Problem to solve: Copy every one of the rows below word for word, leaving out the pictures.

───── Provided entries

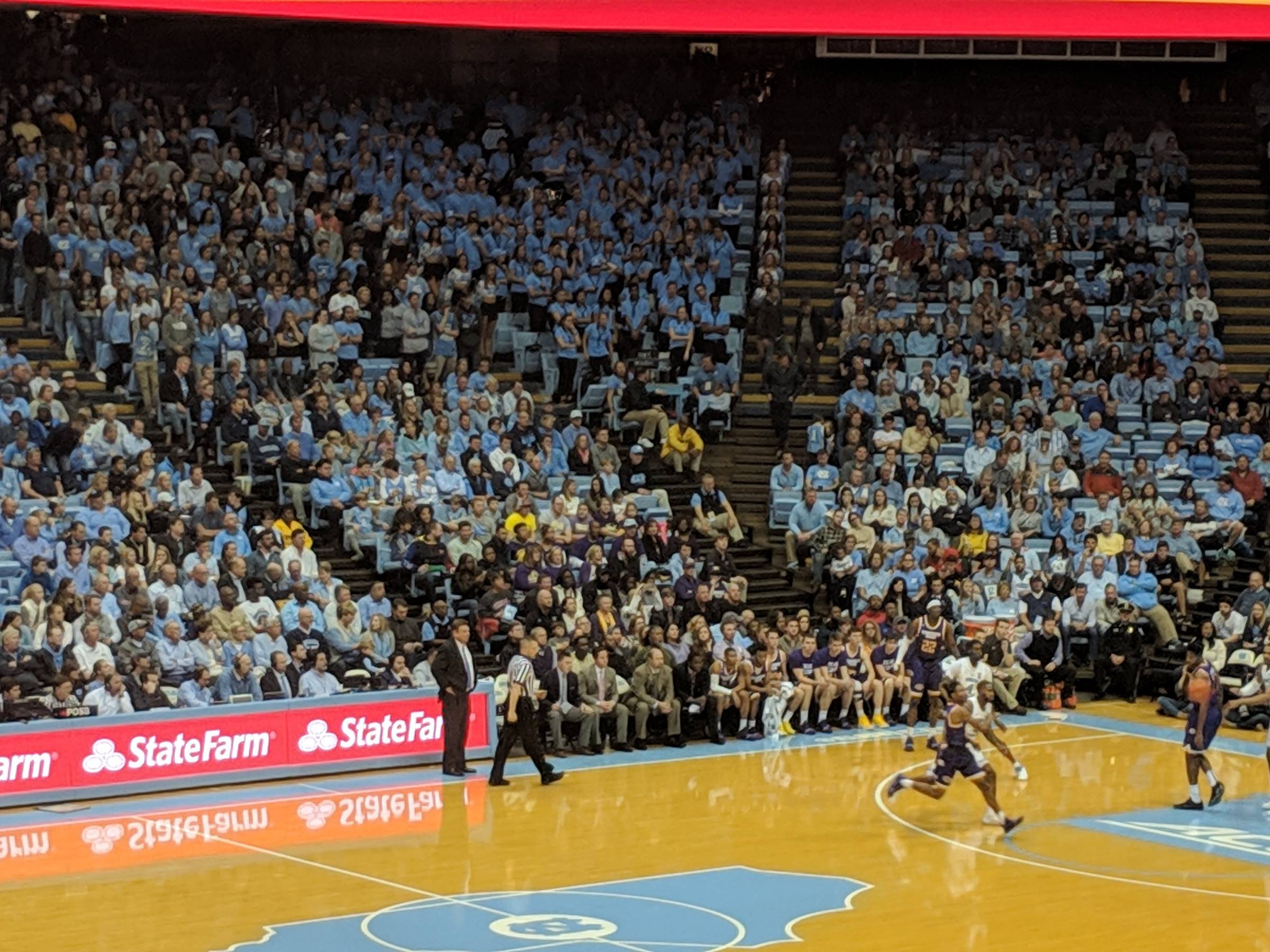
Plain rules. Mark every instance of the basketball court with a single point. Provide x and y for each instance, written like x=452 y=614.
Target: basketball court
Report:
x=764 y=845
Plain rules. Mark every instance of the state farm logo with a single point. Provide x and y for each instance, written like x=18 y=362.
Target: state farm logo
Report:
x=148 y=750
x=315 y=816
x=105 y=757
x=362 y=733
x=102 y=839
x=316 y=738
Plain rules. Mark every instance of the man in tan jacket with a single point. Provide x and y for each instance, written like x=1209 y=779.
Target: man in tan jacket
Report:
x=653 y=693
x=598 y=687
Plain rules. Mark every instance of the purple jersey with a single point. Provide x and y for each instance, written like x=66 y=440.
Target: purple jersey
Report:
x=886 y=661
x=855 y=664
x=801 y=662
x=831 y=664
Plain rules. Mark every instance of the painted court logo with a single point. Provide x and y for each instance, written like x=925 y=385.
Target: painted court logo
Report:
x=316 y=738
x=315 y=816
x=105 y=757
x=704 y=912
x=102 y=839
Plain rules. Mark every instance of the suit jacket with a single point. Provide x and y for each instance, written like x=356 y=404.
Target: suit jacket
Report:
x=448 y=668
x=272 y=689
x=653 y=687
x=595 y=625
x=588 y=684
x=551 y=684
x=169 y=390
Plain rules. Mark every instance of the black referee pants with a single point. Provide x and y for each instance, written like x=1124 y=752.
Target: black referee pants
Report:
x=526 y=730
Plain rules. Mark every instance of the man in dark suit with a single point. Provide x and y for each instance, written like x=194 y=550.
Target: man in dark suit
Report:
x=564 y=703
x=456 y=678
x=276 y=683
x=176 y=397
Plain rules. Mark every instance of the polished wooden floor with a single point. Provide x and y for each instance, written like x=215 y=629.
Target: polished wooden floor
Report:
x=211 y=871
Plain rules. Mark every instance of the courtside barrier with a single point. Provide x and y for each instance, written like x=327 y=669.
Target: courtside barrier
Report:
x=101 y=757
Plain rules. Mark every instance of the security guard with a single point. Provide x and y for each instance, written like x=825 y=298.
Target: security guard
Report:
x=520 y=720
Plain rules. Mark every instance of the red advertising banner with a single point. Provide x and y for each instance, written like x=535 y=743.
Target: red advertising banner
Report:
x=92 y=846
x=1065 y=20
x=101 y=757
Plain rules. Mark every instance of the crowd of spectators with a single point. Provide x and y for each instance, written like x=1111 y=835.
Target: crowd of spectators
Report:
x=1037 y=433
x=316 y=300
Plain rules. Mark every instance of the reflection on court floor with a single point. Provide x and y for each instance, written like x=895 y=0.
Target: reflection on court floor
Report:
x=702 y=912
x=785 y=845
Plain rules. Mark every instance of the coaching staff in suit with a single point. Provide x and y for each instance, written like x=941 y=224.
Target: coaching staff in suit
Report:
x=520 y=720
x=456 y=680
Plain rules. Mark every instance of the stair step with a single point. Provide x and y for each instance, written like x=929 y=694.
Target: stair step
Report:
x=1226 y=181
x=1224 y=167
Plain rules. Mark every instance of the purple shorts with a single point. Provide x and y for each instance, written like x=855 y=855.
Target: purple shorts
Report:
x=925 y=672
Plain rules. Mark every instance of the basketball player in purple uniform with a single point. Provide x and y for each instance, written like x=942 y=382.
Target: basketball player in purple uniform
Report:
x=1256 y=692
x=833 y=682
x=807 y=684
x=864 y=683
x=1202 y=686
x=931 y=639
x=890 y=670
x=956 y=756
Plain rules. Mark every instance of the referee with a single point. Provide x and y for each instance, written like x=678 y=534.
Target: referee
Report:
x=520 y=720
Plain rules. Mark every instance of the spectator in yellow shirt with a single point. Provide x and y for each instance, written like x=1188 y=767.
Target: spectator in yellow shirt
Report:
x=524 y=515
x=684 y=446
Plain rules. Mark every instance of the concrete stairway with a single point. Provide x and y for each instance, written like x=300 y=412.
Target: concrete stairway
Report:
x=1230 y=213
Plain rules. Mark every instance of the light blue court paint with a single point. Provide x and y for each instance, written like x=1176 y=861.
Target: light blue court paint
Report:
x=1236 y=829
x=733 y=907
x=519 y=770
x=1230 y=740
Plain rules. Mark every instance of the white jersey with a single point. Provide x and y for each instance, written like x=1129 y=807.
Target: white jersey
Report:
x=981 y=712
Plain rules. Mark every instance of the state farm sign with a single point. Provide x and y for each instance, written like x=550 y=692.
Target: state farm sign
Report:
x=97 y=757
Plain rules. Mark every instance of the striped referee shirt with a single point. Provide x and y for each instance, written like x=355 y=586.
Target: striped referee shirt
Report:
x=521 y=672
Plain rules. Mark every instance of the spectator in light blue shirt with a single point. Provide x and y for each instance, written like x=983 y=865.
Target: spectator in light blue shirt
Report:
x=805 y=518
x=1095 y=438
x=318 y=682
x=195 y=691
x=786 y=475
x=374 y=603
x=238 y=680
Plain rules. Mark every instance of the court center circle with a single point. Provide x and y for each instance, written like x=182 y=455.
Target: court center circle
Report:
x=553 y=927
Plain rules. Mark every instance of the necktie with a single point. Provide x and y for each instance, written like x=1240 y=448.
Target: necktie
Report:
x=468 y=668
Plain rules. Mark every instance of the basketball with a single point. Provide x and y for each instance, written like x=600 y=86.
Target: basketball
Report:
x=1198 y=687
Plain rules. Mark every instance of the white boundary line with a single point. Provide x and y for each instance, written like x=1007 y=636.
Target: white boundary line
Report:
x=879 y=799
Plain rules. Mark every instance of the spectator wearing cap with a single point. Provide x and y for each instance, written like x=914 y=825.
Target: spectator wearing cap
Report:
x=1118 y=663
x=684 y=447
x=638 y=407
x=636 y=478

──────────

Answer for this exercise:
Plain rules. Mark every instance of the basketball court with a single point. Provide x and y for each instance, written like x=452 y=614.
Target: basketball court
Report:
x=764 y=845
Plain rules. Mark every instance of the state farm logo with a single point. Provide x and y for each instance, written like x=18 y=362.
Target: state farm logo
Report:
x=148 y=750
x=315 y=816
x=105 y=757
x=362 y=733
x=102 y=839
x=316 y=738
Plain rules. Mark every instance of the man in tan jacket with a single point. Provide x and y for each instance, written like x=1209 y=779.
Target: man in tan jacket
Report:
x=653 y=693
x=598 y=687
Plain rules. Mark every instance of the purple jersey with a single point. Provide x and y for each instance, written like x=66 y=440.
Target: purple jersey
Report:
x=886 y=661
x=855 y=664
x=801 y=662
x=831 y=664
Plain rules. Mark every instance of the painted court logo with a single point. Provide x and y for each instance, written like x=925 y=385.
Target: painted court logo
Report:
x=316 y=738
x=315 y=816
x=105 y=757
x=704 y=912
x=102 y=839
Plain rules. Mark every instance of the suit jacket with a single point. Provide x and y for each instance, written like x=356 y=404.
Target: suit jacket
Report:
x=448 y=668
x=272 y=689
x=653 y=687
x=595 y=625
x=588 y=684
x=551 y=684
x=169 y=390
Plain rules. Mark every instance of the black referee pants with a single point. Provide x and y for each instance, written like x=1124 y=752.
Target: black referee pants
Report:
x=526 y=730
Plain rules. Mark every instance of the man in dark suit with a single point. Provide x and y for each instance, written like x=194 y=550.
Target: man in dark suit
Report:
x=564 y=703
x=456 y=678
x=276 y=683
x=176 y=397
Plain rules. Mark every instance of the polished wooden floor with a single point. Provide x and y for each instance, written like x=215 y=629.
Target: polished wooden floor
Report:
x=211 y=871
Plain rules. Mark every instance of the courtside barrier with a single point. Provide x and y for each instance, written like x=327 y=669.
Target: courtside barrier
Report:
x=101 y=757
Plain rules. Mark every instance of the security guard with a single point. Provide x and y for each instance, written like x=825 y=298.
Target: security guard
Report:
x=520 y=720
Plain rules. Mark every instance of the red advertising banner with a single point. Provide x and y for each instance, written like x=535 y=743.
Target: red advertising banner
Report:
x=92 y=846
x=1065 y=20
x=101 y=757
Plain rules. Mark every instance of the crowd of spectators with a single point. Provide x and y for each instance, written like x=1111 y=835.
Target: crowd of spectators
Report:
x=1037 y=433
x=316 y=300
Plain rules. Mark every instance of the reflection on court floor with a single point. Provide x and y for each instance, written like x=895 y=0.
Target: reflection on court floor
Report:
x=702 y=912
x=785 y=845
Plain rules. Mark every instance of the coaching staff in suit with a single point. Provide x and y for each instance, written like x=941 y=224.
Target: coaching staff in suit
Report:
x=520 y=720
x=456 y=680
Plain rules. Mark every instance of the stair step with a single point. Provide x and y for each instance, written like x=929 y=694.
Target: stair step
Report:
x=1226 y=181
x=1224 y=167
Plain rules. Mark every instance of the purple shorts with a single point. Provide x and y for each instance, written like x=855 y=855.
Target: purple shorts
Report:
x=925 y=672
Plain rules. Mark every instance of the basketball player in purple uniform with a single point. Provide x and y for each instance, written like x=942 y=382.
Target: basketball player in purple uniform
Report:
x=1256 y=692
x=833 y=682
x=807 y=684
x=864 y=683
x=1202 y=686
x=931 y=639
x=890 y=670
x=956 y=756
Plain rules. Mark every instance of the referee with a single point. Provide x and y for each instance, written like x=678 y=534.
Target: referee
Report:
x=520 y=720
Plain rules. Mark every instance of the spectator in yellow shirt with a single point. Provide x and y for each instance, written like x=1188 y=767.
Target: spectator in yellow shirt
Report:
x=524 y=515
x=684 y=446
Plain rules. Mark every instance of the concrete stairway with a single point. Provide x and y for each instance, written like x=300 y=412.
Target: concrete stairway
Report:
x=1230 y=213
Plain rules. Mark every instance of the light blue court paint with a single point. Provide x and y for each instance, written like x=1176 y=861.
Target: light blue court paint
Report:
x=1236 y=829
x=733 y=907
x=519 y=770
x=1230 y=740
Plain rules. Mark every instance of the white jersey with a single point. Provide x and y for each instance, written like x=1129 y=807.
Target: white jersey
Report:
x=981 y=712
Plain rules. Mark every instance of the state farm sign with a single point. Provide x and y for each instance, written like x=550 y=692.
Target: state farm sign
Report:
x=97 y=757
Plain rules. Mark every instance of the striped referee shirt with a single point. Provide x and y for each instance, written like x=355 y=586.
Target: striped referee shirt
Report:
x=521 y=672
Plain rules. Mark every instance of the spectator in light blue shirt with a single point. Provide x and y for each instance, written like x=983 y=865.
Target: spectator in light blue shirt
Report:
x=805 y=518
x=1095 y=438
x=318 y=682
x=195 y=691
x=786 y=475
x=374 y=603
x=238 y=680
Plain rules. Mark every instance of the court center circle with a single point. Provide x and y for each instance, written like x=182 y=455.
Target: court center circle
Report:
x=553 y=927
Plain rules. Mark every instance of the necktie with a single point. Provide x and y for each instance, written like x=1240 y=448.
Target: necktie
Report:
x=468 y=668
Plain rules. Mark every instance of the basketball with a single point. Provide x and y for each instance, written like x=600 y=86.
Target: basketball
Report:
x=1198 y=687
Plain rules. Mark every instance of the white boundary line with a single point. Provide x and y for each instance, written like x=1007 y=636.
Target: white boundary line
Report:
x=879 y=799
Plain rules. Mark every instance of the spectator wearing cap with a single point. Provide x and y for each instance, written like x=914 y=825.
Target: spectator wearing cap
Report:
x=1118 y=663
x=684 y=447
x=638 y=407
x=636 y=478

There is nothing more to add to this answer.